(Data listing)
* Begin *
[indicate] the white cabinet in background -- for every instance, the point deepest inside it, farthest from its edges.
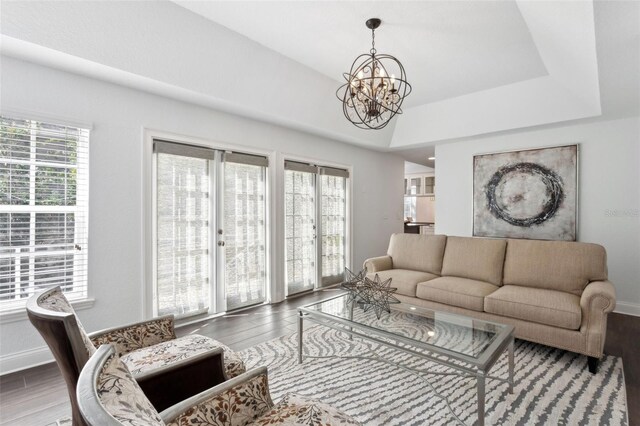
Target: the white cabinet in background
(419, 184)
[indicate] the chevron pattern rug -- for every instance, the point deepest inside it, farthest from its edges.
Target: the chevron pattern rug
(551, 386)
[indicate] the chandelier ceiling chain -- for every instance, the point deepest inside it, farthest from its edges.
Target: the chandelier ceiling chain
(375, 88)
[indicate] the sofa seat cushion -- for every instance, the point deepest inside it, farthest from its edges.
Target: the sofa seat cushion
(479, 259)
(569, 266)
(454, 291)
(417, 252)
(404, 280)
(550, 307)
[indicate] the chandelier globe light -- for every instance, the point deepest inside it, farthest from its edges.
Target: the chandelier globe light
(375, 87)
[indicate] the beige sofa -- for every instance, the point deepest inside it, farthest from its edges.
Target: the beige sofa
(553, 292)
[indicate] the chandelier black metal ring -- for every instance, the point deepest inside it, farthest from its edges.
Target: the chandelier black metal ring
(375, 88)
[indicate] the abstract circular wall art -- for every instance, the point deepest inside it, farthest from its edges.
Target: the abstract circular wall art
(526, 194)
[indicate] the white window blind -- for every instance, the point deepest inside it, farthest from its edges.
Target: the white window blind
(333, 202)
(43, 209)
(245, 229)
(183, 272)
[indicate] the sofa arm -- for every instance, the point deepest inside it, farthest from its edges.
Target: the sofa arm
(377, 264)
(597, 300)
(138, 335)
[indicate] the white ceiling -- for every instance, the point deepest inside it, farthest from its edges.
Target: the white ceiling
(476, 67)
(448, 48)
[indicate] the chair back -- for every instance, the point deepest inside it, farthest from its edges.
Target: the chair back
(108, 395)
(52, 315)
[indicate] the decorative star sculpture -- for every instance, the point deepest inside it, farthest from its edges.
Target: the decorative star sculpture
(381, 295)
(354, 284)
(369, 294)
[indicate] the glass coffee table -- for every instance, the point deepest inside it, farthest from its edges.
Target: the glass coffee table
(467, 345)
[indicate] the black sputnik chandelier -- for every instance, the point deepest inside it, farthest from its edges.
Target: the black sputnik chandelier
(375, 88)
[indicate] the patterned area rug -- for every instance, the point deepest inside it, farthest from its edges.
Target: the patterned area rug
(551, 386)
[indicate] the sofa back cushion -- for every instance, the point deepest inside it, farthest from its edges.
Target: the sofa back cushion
(555, 265)
(474, 258)
(417, 252)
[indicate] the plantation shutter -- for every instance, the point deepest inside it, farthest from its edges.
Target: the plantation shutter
(43, 209)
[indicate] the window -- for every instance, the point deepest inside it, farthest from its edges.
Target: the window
(315, 226)
(211, 229)
(43, 209)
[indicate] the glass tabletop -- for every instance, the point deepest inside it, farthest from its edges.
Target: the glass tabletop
(417, 326)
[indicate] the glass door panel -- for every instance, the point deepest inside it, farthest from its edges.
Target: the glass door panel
(333, 199)
(244, 234)
(300, 231)
(182, 218)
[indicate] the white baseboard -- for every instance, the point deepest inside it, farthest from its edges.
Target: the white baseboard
(627, 308)
(25, 359)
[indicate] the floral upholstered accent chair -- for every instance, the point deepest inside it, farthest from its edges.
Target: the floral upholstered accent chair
(150, 349)
(108, 395)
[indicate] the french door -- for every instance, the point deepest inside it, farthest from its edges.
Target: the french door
(210, 236)
(315, 226)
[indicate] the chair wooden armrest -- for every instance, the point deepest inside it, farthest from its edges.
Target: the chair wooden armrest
(180, 380)
(245, 397)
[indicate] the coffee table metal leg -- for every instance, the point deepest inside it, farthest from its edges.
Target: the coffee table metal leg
(481, 391)
(511, 362)
(351, 318)
(300, 330)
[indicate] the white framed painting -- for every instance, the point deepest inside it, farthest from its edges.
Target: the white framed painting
(530, 193)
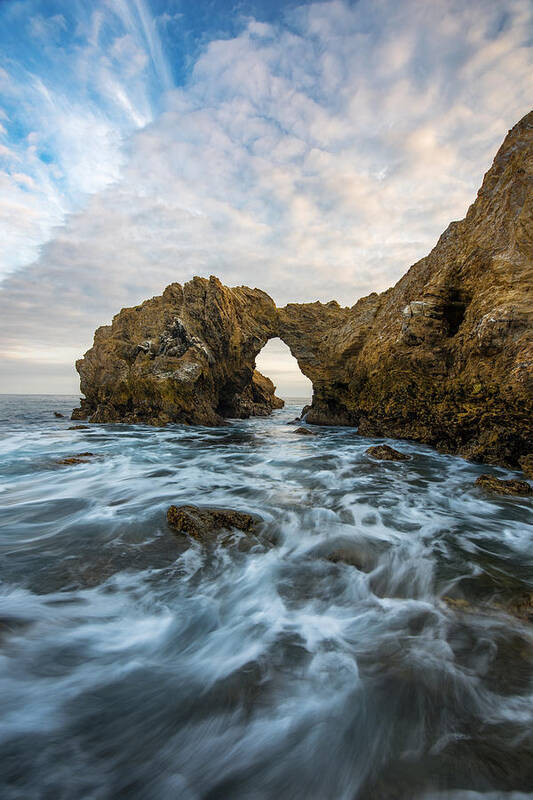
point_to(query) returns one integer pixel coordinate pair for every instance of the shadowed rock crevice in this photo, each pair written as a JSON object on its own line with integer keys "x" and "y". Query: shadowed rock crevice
{"x": 444, "y": 357}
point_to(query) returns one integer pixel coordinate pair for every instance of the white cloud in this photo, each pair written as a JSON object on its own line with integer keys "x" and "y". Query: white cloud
{"x": 316, "y": 159}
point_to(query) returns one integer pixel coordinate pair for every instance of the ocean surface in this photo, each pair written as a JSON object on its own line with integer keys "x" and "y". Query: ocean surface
{"x": 135, "y": 664}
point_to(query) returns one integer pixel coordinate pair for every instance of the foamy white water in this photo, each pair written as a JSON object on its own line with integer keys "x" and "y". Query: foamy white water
{"x": 134, "y": 665}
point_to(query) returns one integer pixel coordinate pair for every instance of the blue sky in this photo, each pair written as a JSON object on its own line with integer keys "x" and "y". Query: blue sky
{"x": 313, "y": 149}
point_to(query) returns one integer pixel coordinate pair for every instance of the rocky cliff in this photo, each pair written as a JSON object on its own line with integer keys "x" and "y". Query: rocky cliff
{"x": 187, "y": 356}
{"x": 444, "y": 357}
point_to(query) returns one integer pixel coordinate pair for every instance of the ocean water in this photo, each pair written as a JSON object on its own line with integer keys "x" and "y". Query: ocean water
{"x": 135, "y": 664}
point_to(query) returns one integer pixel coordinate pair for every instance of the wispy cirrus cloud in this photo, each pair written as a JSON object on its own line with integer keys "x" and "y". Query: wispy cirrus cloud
{"x": 317, "y": 155}
{"x": 74, "y": 87}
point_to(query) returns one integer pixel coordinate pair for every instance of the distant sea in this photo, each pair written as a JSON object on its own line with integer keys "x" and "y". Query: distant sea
{"x": 360, "y": 649}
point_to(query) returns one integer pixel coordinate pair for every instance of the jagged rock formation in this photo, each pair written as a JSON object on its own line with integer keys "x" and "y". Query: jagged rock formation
{"x": 444, "y": 357}
{"x": 187, "y": 356}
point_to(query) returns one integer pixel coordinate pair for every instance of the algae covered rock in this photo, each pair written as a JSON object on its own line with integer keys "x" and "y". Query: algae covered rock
{"x": 301, "y": 431}
{"x": 202, "y": 523}
{"x": 186, "y": 356}
{"x": 79, "y": 458}
{"x": 382, "y": 452}
{"x": 493, "y": 484}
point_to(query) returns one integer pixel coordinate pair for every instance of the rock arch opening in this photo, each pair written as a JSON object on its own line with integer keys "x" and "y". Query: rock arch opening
{"x": 276, "y": 361}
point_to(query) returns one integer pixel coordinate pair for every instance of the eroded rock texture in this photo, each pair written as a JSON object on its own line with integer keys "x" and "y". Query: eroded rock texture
{"x": 187, "y": 356}
{"x": 444, "y": 357}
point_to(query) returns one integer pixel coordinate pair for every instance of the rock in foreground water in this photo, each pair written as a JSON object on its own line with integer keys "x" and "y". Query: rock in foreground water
{"x": 79, "y": 458}
{"x": 382, "y": 452}
{"x": 493, "y": 484}
{"x": 201, "y": 523}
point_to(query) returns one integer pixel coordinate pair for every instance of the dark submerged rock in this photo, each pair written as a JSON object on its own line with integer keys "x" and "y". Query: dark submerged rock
{"x": 79, "y": 458}
{"x": 493, "y": 484}
{"x": 202, "y": 523}
{"x": 304, "y": 432}
{"x": 383, "y": 452}
{"x": 527, "y": 465}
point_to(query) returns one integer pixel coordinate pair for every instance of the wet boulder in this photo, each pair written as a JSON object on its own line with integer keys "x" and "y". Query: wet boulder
{"x": 527, "y": 465}
{"x": 492, "y": 484}
{"x": 203, "y": 524}
{"x": 382, "y": 452}
{"x": 79, "y": 458}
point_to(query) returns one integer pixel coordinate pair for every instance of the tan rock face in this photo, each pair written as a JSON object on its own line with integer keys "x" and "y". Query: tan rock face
{"x": 187, "y": 356}
{"x": 444, "y": 357}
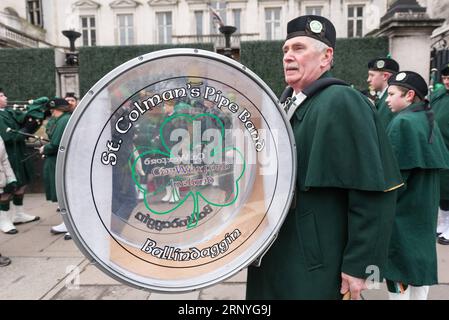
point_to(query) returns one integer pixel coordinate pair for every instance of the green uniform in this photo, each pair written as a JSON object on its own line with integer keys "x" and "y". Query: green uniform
{"x": 343, "y": 215}
{"x": 440, "y": 105}
{"x": 385, "y": 114}
{"x": 55, "y": 128}
{"x": 412, "y": 255}
{"x": 15, "y": 147}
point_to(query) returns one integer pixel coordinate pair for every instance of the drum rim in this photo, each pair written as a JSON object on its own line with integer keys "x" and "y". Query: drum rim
{"x": 71, "y": 126}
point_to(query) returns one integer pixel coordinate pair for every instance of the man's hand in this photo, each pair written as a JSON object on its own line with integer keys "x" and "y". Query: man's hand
{"x": 353, "y": 285}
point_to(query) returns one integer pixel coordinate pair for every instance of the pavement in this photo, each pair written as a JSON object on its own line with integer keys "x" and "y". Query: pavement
{"x": 47, "y": 267}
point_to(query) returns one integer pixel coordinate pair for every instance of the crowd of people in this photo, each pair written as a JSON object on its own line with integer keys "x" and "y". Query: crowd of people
* End *
Directive | Convert the listing into a Markdown table with columns Number and Line, starting at the line containing "Query: man's hand" and ending with the last line. Number the rows and skip any blank lines.

Result for this exercise |
| Number | Line |
|---|---|
| 1 | point_to(query) returns one integer pixel coordinate pair for every instance of the man's hand in this photo, each pair written as a JSON object on its own line with integer keys "x" and "y". Query: man's hand |
| 2 | {"x": 353, "y": 285} |
| 3 | point_to(query) returns one integer pixel coordinate pair for every instance of the pavement in this photo, each pair written as a JSON object on its own line with integer keys "x" and "y". Query: pavement |
| 4 | {"x": 47, "y": 267} |
| 5 | point_to(query) returns one integer pixel coordinate pair for every instance of the crowd of people in this photo, each pair written as a JSON object on its own line with integer keys "x" and "y". Query: crowd of people |